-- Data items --

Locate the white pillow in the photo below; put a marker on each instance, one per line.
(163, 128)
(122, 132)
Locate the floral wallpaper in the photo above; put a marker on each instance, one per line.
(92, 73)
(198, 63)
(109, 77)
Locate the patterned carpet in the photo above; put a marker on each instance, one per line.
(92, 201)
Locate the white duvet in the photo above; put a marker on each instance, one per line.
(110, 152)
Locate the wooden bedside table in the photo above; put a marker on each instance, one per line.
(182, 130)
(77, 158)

---

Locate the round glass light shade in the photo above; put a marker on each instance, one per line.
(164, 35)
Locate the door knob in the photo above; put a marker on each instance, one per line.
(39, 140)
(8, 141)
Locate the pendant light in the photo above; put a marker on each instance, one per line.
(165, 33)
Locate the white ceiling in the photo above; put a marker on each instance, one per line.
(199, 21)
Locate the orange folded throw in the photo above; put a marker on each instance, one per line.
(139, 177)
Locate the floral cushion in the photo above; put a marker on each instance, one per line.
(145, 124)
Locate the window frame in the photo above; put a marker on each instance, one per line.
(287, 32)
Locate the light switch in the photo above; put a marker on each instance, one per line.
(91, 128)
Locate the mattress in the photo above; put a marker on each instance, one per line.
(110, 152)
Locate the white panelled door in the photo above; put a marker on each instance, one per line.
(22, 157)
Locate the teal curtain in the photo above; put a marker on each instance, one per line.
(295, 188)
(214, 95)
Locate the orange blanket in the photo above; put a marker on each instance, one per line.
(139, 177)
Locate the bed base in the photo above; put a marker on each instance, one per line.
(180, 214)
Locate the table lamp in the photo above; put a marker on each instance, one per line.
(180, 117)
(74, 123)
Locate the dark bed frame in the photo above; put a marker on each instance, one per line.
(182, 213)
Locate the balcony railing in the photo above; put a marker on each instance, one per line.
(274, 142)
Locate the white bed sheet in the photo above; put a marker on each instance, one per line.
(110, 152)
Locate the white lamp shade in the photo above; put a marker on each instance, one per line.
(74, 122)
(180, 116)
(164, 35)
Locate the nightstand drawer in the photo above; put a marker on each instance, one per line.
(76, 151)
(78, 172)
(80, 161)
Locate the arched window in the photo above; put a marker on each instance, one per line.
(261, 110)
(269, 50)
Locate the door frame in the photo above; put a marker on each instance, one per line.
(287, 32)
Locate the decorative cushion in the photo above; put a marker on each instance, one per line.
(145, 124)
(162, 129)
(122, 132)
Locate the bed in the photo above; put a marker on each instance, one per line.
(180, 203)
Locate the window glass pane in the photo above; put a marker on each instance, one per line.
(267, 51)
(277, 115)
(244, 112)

-- Do this --
From the rows above, pull out each one that contains the word "orange" and copy it unchanged.

-- Answer to the problem --
Locate the orange folded throw in the photo above; put a marker on each instance, one per line.
Locate the orange blanket in the photo above; put a marker on each instance, one per line.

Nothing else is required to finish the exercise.